# Fragmento del documento

--

Existe una doctrina que temerariamente pretende introducir en el mundo del espíritu ese principio de indiferencia que aflige al mundo visible. Supone que basta con conocer lo que es grande y que no se requiere mayor esfuerzo. Pero al obrar así falta el alimento y llega la muerte por hambre mientras todo lo que está alrededor se transmuta en oro (7); ¿qué se puede llegar a conocer así?
Sumaban unos cuantos miles los griegos contemporáneos de Milcíades que supieron de los triunfos de éste, e incontables han sido las personas de las generaciones posteriores que también los han conocido, pero sólo una persona entre tal muchedumbre perdía el sueño por su causa (8). Innumerables generaciones han sabido de memoria, palabra por palabra, la historia de Abraham, pero ¿cuántos perdieron el sueño por su causa?»

--

# Ejercicios por resolver
1. En el fragmento sobre Abraham, ¿qué supone la doctrina mencionada al principio?
2. Indica si cada afirmación concuerda con el fragmento sobre Abraham y cita las palabras que lo deciden. (a) Los griegos contemporáneos de Milcíades sumaban unos cuantos miles. (b) La doctrina pretende introducir el principio de indiferencia en el mundo visible. (c) Pocas generaciones han sabido de memoria la historia de Abraham.
3. Reanuda el fragmento sobre Abraham a partir del punto en que se detiene.

[Datos registrados]
--

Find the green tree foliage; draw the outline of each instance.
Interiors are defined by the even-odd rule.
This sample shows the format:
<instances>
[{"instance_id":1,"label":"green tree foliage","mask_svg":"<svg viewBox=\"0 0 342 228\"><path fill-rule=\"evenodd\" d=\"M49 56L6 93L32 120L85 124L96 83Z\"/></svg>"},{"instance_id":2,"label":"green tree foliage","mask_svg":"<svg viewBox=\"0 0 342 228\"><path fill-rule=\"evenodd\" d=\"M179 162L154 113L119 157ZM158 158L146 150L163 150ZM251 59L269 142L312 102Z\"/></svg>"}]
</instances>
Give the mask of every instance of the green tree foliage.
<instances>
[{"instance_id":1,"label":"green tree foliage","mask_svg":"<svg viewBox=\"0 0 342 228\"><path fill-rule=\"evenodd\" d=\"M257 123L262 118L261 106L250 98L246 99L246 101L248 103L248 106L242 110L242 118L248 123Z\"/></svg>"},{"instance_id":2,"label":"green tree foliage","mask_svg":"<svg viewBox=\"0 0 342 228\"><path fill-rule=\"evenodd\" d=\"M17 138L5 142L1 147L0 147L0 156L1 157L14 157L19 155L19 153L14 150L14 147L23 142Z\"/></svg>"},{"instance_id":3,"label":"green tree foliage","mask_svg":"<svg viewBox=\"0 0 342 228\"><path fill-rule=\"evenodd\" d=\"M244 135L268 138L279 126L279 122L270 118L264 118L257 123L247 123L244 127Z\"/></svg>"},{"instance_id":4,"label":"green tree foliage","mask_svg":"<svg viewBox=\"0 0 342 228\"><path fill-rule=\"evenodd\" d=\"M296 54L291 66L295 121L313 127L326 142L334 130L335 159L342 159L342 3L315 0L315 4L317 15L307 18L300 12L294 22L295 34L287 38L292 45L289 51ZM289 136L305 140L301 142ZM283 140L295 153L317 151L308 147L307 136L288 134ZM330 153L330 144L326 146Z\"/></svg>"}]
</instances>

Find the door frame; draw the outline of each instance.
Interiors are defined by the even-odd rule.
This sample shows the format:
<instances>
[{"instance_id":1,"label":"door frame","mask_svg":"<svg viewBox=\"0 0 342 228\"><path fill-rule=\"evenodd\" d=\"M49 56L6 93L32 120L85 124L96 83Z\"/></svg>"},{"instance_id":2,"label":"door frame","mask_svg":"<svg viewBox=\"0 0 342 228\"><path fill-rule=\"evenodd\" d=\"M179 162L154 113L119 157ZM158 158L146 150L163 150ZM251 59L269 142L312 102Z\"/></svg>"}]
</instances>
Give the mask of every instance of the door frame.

--

# Respuestas
1. Que basta con conocer lo que es grande y que no se requiere mayor esfuerzo.

2.
(a) Sí: «Sumaban unos cuantos miles los griegos contemporáneos de Milcíades».
(b) No: «pretende introducir en el mundo del espíritu ese principio de indiferencia que aflige al mundo visible».
(c) No: «Innumerables generaciones han sabido de memoria, palabra por palabra, la historia de Abraham».

3.
(1) Cf. II Tes., 3-10.
(2) En Aladino, de Oehlenschläger, el protagonista, símbolo de la luz, aparece en contraposición a Nuredin, que representa las tinieblas.
(3) Mt., 5-45.
(4) Se refiere a la interpretación humorística que da Platón del mito de Orfeo (Banquete, 179 D): los dioses le engañan porque en vez de tener el valor de morir antes para ir en busca de Eurídice, se las había ingeniado para entrar vivo en los infiernos.
(5) Mt., 3-9.
(6) Is., 26-18
(7) Alusión a la leyenda de Midas (Ovidio, Metamorfosis, XI, 85 y ss.)
(8) Cf. Plutarco, Temístocles 3-3.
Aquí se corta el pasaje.